Exercise
Retype each of the records below without changing a word, and leave the pictures out of your answer.

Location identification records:

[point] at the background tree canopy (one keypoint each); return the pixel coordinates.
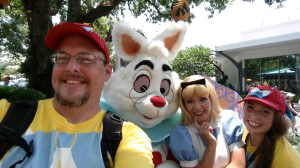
(193, 61)
(25, 23)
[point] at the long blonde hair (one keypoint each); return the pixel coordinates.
(200, 90)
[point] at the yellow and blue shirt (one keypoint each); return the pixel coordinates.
(58, 143)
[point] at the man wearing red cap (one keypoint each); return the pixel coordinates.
(67, 129)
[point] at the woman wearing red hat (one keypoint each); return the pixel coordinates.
(265, 143)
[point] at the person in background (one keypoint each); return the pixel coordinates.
(290, 105)
(208, 136)
(263, 117)
(67, 130)
(7, 82)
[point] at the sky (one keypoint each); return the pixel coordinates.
(223, 28)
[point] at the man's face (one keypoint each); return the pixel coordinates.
(76, 84)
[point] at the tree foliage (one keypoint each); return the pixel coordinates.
(27, 22)
(193, 61)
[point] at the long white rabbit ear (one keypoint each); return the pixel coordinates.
(173, 38)
(127, 41)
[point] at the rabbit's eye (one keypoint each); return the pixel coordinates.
(165, 86)
(141, 83)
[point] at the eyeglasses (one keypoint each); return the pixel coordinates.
(85, 58)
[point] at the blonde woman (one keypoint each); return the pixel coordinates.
(207, 136)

Task response
[point] at the background tree canopy (one keypoint each); return the pixel coordinates.
(193, 61)
(25, 23)
[point] at the long blonde hair (one keypoint each); return the pixel coordinates.
(200, 90)
[point] at the yellow and blue shirt (one keypoint each); return the pixel coordinates.
(58, 143)
[point] at the man wearing red cap (one keypoint each); return the pixel coordinates.
(67, 129)
[point] at the woman wearing red hat (one keypoint each); return the pixel coordinates.
(265, 143)
[point] at the person in background (one keypoint each); return the pixel coordinates.
(290, 105)
(208, 136)
(263, 117)
(67, 130)
(7, 82)
[point] at the sky (one keypoint each); return the pixel coordinates.
(223, 28)
[point] at the man's face (one keypoint each); return the pixel coordinates.
(76, 84)
[point] at the tree foliage (one keypoint each); return the pixel coordinates.
(27, 22)
(193, 61)
[point] at the long white rabbit ear (one keypoint each); return the pixel coordinates.
(173, 38)
(127, 41)
[point] at the rabbit's eye (one keypoint each); return the pixel coordinates.
(165, 86)
(141, 83)
[point] at the eyeglasses (one keypoint each); return the pixel coordinates.
(85, 58)
[point] at the blonde woman (one keypoint each); return the pixel coordinates.
(207, 136)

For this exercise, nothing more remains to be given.